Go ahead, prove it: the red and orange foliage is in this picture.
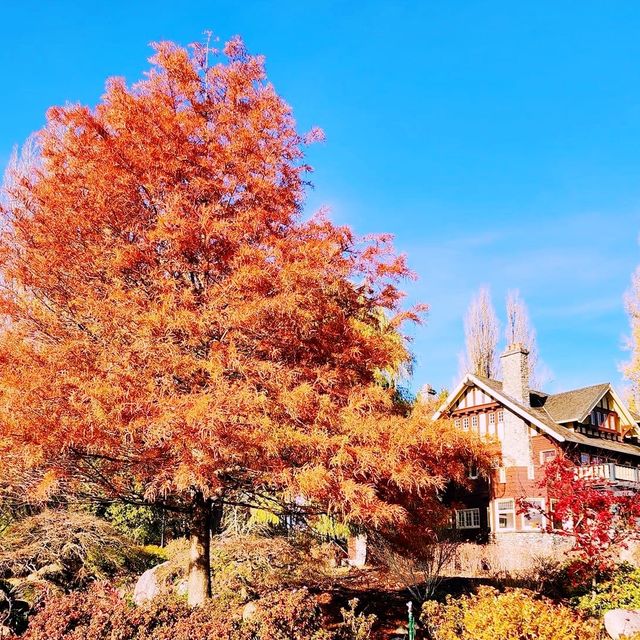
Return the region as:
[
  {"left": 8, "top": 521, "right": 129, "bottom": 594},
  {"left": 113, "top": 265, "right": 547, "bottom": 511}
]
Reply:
[
  {"left": 536, "top": 455, "right": 640, "bottom": 571},
  {"left": 15, "top": 583, "right": 334, "bottom": 640},
  {"left": 0, "top": 39, "right": 492, "bottom": 600}
]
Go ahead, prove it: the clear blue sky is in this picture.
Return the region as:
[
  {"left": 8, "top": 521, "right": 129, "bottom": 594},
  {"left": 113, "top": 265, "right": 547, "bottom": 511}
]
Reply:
[{"left": 0, "top": 0, "right": 640, "bottom": 390}]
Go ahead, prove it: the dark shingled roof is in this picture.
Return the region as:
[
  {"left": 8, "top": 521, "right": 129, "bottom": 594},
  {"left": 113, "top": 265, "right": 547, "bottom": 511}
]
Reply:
[
  {"left": 473, "top": 375, "right": 640, "bottom": 457},
  {"left": 544, "top": 382, "right": 609, "bottom": 424}
]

════════════════

- **Consignes à respecter**:
Extrais le texte de tous les enregistrements ci-dessus et recopie chaque ligne à l'identique. N'inclus pas les images dans ta réponse.

- **Solution rédigée**:
Go ahead, prove it: the red and orange foliage is in this picture.
Return the region as:
[
  {"left": 8, "top": 521, "right": 129, "bottom": 594},
  {"left": 113, "top": 265, "right": 547, "bottom": 511}
]
Reply:
[
  {"left": 536, "top": 455, "right": 640, "bottom": 571},
  {"left": 15, "top": 583, "right": 334, "bottom": 640},
  {"left": 0, "top": 39, "right": 492, "bottom": 600}
]
Go ahead, prove it: the clear blue sky is in this picture.
Return the region as:
[
  {"left": 8, "top": 521, "right": 129, "bottom": 594},
  {"left": 113, "top": 265, "right": 547, "bottom": 511}
]
Reply:
[{"left": 0, "top": 0, "right": 640, "bottom": 390}]
Go ahead, prove it: the dark shingled roof is in this picture.
Return the region as:
[
  {"left": 8, "top": 521, "right": 129, "bottom": 594},
  {"left": 113, "top": 265, "right": 547, "bottom": 511}
]
Reply:
[
  {"left": 473, "top": 375, "right": 640, "bottom": 457},
  {"left": 544, "top": 382, "right": 609, "bottom": 424}
]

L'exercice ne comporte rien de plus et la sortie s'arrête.